■ **Problem**
Write out again the part of the records that opens with the line containing "If you could point to the bathroom" and runs through the end of the records, replacing "most helpful" with "very helpful" and keeping everything else the same.

■ **Supplied data**
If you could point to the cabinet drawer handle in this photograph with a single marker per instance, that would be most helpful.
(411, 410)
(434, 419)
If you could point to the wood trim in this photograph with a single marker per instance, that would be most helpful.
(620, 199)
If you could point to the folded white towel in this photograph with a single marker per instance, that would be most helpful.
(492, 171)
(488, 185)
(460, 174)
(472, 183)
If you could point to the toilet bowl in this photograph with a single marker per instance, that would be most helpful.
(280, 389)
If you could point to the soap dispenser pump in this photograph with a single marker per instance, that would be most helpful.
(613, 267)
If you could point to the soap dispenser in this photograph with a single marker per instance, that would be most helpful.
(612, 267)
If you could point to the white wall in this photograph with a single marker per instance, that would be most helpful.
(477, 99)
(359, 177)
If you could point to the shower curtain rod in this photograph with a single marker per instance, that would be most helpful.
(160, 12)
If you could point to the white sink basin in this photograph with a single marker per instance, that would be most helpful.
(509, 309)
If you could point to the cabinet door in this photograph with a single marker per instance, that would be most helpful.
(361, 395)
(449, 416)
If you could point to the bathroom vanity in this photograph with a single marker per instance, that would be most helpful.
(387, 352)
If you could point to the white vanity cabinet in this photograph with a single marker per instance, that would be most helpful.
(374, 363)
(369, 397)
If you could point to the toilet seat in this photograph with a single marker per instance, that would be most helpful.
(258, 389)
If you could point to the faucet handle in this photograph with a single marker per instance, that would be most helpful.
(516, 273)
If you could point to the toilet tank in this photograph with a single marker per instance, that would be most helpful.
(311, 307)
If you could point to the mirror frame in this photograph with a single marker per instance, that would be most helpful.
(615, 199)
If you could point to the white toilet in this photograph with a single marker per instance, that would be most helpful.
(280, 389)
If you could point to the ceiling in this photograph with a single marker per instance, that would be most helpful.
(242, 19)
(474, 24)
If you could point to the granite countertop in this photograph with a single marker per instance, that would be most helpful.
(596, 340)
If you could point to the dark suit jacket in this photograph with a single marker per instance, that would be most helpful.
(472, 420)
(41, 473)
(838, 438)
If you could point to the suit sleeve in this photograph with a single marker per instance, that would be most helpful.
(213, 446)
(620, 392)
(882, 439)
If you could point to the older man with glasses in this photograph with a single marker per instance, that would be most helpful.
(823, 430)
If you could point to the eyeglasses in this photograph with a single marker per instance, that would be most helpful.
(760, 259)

■ **The result**
If you could point to the bathroom vanity in this photograph with a single marker per instance, that would be very helpful.
(387, 352)
If you could point to the white vanity cabinet in this photograph with a single marker per instance, that would be very helpful.
(374, 363)
(369, 397)
If you could point to the toilet seat in this photograph with a single marker per instance, that would be very helpful.
(258, 389)
If you could point to the faucet handle in this photograph with a single marker per instance, that would be very helpful.
(516, 273)
If you could point to the toilet tank in this photograph with a single marker per instance, that would be very helpful.
(311, 307)
If you could point to the mirror frame in this photograph with a single marker per instance, that would be very helpful.
(615, 199)
If you could point to the white toilet in this photograph with a single marker per instance, that would be very helpful.
(280, 389)
If you could point to the ceiling in this photograph with a single marker per instance, that would be very helpful.
(242, 19)
(474, 24)
If you could point to the granite countertop in this photograph with a single marker per instance, that would be very helpful.
(596, 340)
If you could point to the dark suit jacket in this photograph with a single marker per instance, that would be very helpful.
(472, 420)
(41, 473)
(838, 438)
If you could point to the suit sleeve in this photograph with a single marker per instance, that would be very helpful.
(213, 446)
(620, 392)
(882, 439)
If you could point to the older man with glasses in this photograph with a single marker per instance, that would be very helpful.
(823, 430)
If you could point to the eyeglasses in this photograph with a single marker per instance, that would be very helpful.
(760, 259)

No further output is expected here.